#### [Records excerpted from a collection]
..........

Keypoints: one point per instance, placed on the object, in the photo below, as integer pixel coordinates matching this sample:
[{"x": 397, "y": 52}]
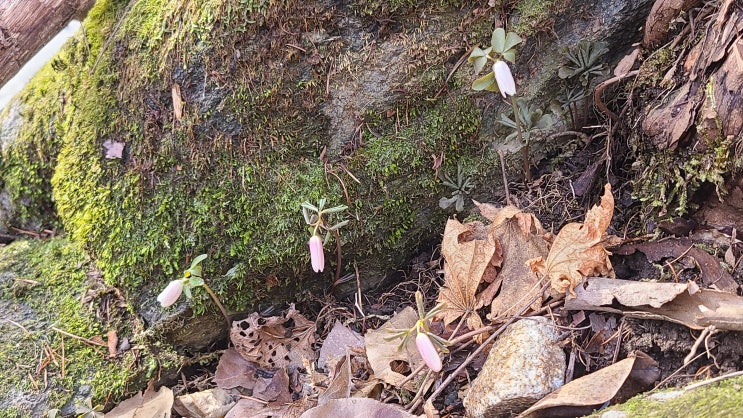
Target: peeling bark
[{"x": 713, "y": 71}]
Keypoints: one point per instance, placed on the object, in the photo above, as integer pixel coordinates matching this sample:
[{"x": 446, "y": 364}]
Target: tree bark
[{"x": 27, "y": 25}]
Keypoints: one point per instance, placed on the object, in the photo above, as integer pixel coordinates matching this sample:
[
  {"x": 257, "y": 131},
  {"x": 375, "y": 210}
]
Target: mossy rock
[
  {"x": 56, "y": 317},
  {"x": 283, "y": 102},
  {"x": 717, "y": 400}
]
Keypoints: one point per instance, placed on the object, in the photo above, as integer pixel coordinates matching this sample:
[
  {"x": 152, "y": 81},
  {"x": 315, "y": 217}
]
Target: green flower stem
[
  {"x": 338, "y": 251},
  {"x": 525, "y": 149},
  {"x": 219, "y": 305}
]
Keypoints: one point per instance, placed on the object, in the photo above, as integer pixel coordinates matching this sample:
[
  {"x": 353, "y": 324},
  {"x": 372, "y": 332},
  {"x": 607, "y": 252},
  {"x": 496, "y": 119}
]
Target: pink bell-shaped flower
[
  {"x": 171, "y": 293},
  {"x": 317, "y": 256},
  {"x": 504, "y": 78},
  {"x": 428, "y": 352}
]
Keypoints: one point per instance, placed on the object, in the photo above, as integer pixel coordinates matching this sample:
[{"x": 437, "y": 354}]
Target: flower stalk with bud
[
  {"x": 502, "y": 50},
  {"x": 191, "y": 279},
  {"x": 315, "y": 217},
  {"x": 429, "y": 344}
]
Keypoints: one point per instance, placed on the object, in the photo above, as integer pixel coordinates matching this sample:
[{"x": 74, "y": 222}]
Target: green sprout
[
  {"x": 461, "y": 186},
  {"x": 502, "y": 48},
  {"x": 315, "y": 217},
  {"x": 531, "y": 118},
  {"x": 421, "y": 326},
  {"x": 191, "y": 279}
]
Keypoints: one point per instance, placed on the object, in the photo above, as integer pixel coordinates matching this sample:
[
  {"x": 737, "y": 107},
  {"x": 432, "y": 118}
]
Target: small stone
[
  {"x": 211, "y": 403},
  {"x": 614, "y": 414},
  {"x": 524, "y": 365}
]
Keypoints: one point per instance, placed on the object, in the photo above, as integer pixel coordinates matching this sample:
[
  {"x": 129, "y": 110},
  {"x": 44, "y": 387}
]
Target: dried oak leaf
[
  {"x": 577, "y": 251},
  {"x": 521, "y": 237},
  {"x": 471, "y": 255},
  {"x": 275, "y": 342}
]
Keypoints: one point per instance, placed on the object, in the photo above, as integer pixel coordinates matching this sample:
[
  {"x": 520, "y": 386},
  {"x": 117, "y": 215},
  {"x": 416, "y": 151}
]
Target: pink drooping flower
[
  {"x": 317, "y": 256},
  {"x": 504, "y": 78},
  {"x": 171, "y": 293},
  {"x": 428, "y": 352}
]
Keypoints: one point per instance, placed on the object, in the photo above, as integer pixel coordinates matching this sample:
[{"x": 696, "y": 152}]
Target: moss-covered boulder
[
  {"x": 172, "y": 128},
  {"x": 57, "y": 319},
  {"x": 277, "y": 103}
]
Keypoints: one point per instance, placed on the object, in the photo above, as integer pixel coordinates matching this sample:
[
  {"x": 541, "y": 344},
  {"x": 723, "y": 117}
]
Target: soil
[{"x": 596, "y": 339}]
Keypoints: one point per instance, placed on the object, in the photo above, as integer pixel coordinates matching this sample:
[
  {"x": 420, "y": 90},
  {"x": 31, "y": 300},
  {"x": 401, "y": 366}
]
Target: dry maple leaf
[
  {"x": 577, "y": 251},
  {"x": 522, "y": 238},
  {"x": 472, "y": 255}
]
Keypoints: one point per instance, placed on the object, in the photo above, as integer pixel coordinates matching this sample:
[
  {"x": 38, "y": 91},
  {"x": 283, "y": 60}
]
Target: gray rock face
[{"x": 524, "y": 365}]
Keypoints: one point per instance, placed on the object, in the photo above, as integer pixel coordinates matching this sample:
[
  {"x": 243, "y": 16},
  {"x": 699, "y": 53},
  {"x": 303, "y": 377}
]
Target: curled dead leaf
[
  {"x": 471, "y": 258},
  {"x": 578, "y": 250}
]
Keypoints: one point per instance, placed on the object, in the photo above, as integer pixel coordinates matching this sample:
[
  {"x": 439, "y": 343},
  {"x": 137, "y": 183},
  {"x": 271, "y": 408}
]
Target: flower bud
[
  {"x": 317, "y": 256},
  {"x": 428, "y": 352},
  {"x": 504, "y": 78},
  {"x": 171, "y": 293}
]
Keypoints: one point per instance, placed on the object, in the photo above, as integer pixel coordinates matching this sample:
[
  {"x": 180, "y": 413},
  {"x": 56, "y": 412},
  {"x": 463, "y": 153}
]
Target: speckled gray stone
[{"x": 524, "y": 365}]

..........

#### [Written problem]
Each entry above is to be written out again unchanged, apart from the pictures, which are left out.

#### [Finished exercise]
Keypoints: one point per instance, placed on the object, in the photo below, as integer pixel coordinates matching this sample:
[{"x": 397, "y": 52}]
Target: peeling bark
[{"x": 713, "y": 71}]
Keypoints: one point per instance, placed on the object, in the photo above, as integer pixel coordinates matching this sample:
[{"x": 446, "y": 364}]
Target: tree bark
[{"x": 27, "y": 25}]
Keypoints: one point per instance, placed on the object, in the photo above, as integer pixel coordinates matching this sample:
[
  {"x": 257, "y": 131},
  {"x": 375, "y": 210}
]
Target: mossy rock
[
  {"x": 56, "y": 317},
  {"x": 283, "y": 102},
  {"x": 717, "y": 400}
]
Keypoints: one point per instance, placed on the object, in the photo above, as integer pixel coordinates matching this sample:
[
  {"x": 152, "y": 81},
  {"x": 315, "y": 217}
]
Target: green flower stem
[
  {"x": 338, "y": 251},
  {"x": 525, "y": 149},
  {"x": 219, "y": 305}
]
Keypoints: one point per instance, placed on the object, in the photo above, as integer pixel coordinates matching this sample:
[
  {"x": 353, "y": 324},
  {"x": 372, "y": 332},
  {"x": 607, "y": 252},
  {"x": 496, "y": 119}
]
Target: pink bell-shaped flower
[
  {"x": 171, "y": 293},
  {"x": 317, "y": 256},
  {"x": 504, "y": 78},
  {"x": 428, "y": 352}
]
Keypoints: one point per instance, placed on the object, in the photo above, as integer pixel coordinates matching this sample:
[{"x": 437, "y": 354}]
Target: flower stalk with bud
[
  {"x": 502, "y": 50},
  {"x": 191, "y": 279},
  {"x": 315, "y": 217},
  {"x": 429, "y": 344}
]
Keypoints: one point per instance, placed on the object, in the photo above, as integer pixel coordinates matching this sample:
[{"x": 74, "y": 222}]
Target: green sprout
[
  {"x": 461, "y": 186},
  {"x": 502, "y": 48},
  {"x": 315, "y": 217},
  {"x": 531, "y": 118},
  {"x": 421, "y": 326},
  {"x": 191, "y": 279}
]
Keypoints: one point per instance, placed on the object, in the photo above, as integer pixel coordinates matching this sample:
[
  {"x": 737, "y": 107},
  {"x": 432, "y": 118}
]
Target: small stone
[
  {"x": 211, "y": 403},
  {"x": 614, "y": 414},
  {"x": 524, "y": 365}
]
Keypoints: one point per instance, placed on the object, in the photo above, as integer pixel coordinates matching this sample:
[
  {"x": 129, "y": 110},
  {"x": 44, "y": 387}
]
Target: dried oak leaf
[
  {"x": 577, "y": 251},
  {"x": 521, "y": 237},
  {"x": 471, "y": 255},
  {"x": 275, "y": 342}
]
Keypoints: one point per instance, placed on the object, in the photo above, as integer pixel coordinates matching this sample:
[
  {"x": 520, "y": 386},
  {"x": 117, "y": 215},
  {"x": 416, "y": 151}
]
Target: pink drooping flower
[
  {"x": 317, "y": 256},
  {"x": 504, "y": 78},
  {"x": 171, "y": 293},
  {"x": 428, "y": 352}
]
Keypoints: one point per instance, placed on the object, in the photo above, as integer pixel coordinates matching this sample:
[{"x": 696, "y": 152}]
Target: moss-covered boulder
[
  {"x": 172, "y": 128},
  {"x": 57, "y": 319},
  {"x": 277, "y": 103}
]
Keypoints: one point per instance, placed on the object, in the photo above, as integer pixel coordinates matching this sample:
[
  {"x": 541, "y": 344},
  {"x": 723, "y": 117}
]
Target: soil
[{"x": 596, "y": 339}]
Keypoints: one point per instance, placed on the object, in the photo above, as integer pixel coordinates matching this sample:
[
  {"x": 420, "y": 90},
  {"x": 31, "y": 300},
  {"x": 401, "y": 366}
]
Target: dry maple leaf
[
  {"x": 577, "y": 251},
  {"x": 522, "y": 238},
  {"x": 472, "y": 255}
]
Keypoints: one point per instance, placed on the object, in the photo above, as integer pixel coordinates matching this sample:
[
  {"x": 38, "y": 91},
  {"x": 283, "y": 60}
]
Target: gray rock face
[{"x": 524, "y": 365}]
Keypoints: one point per instance, placed on the object, in the photo above, as integer pixel coordinates matching this sample:
[
  {"x": 243, "y": 16},
  {"x": 699, "y": 53},
  {"x": 303, "y": 377}
]
Target: curled dead leaf
[
  {"x": 471, "y": 258},
  {"x": 578, "y": 250}
]
Keypoints: one point per instance, placed on the object, in the photo above, as integer pixel coordinates matching this sample:
[
  {"x": 439, "y": 343},
  {"x": 137, "y": 183},
  {"x": 271, "y": 408}
]
Target: flower bud
[
  {"x": 317, "y": 256},
  {"x": 428, "y": 352},
  {"x": 504, "y": 78},
  {"x": 171, "y": 293}
]
Keypoints: one point per instance, placed on the object, in the photo above, as integer pixel coordinates matching this sample:
[
  {"x": 180, "y": 413},
  {"x": 56, "y": 412},
  {"x": 463, "y": 153}
]
Target: speckled gray stone
[{"x": 524, "y": 365}]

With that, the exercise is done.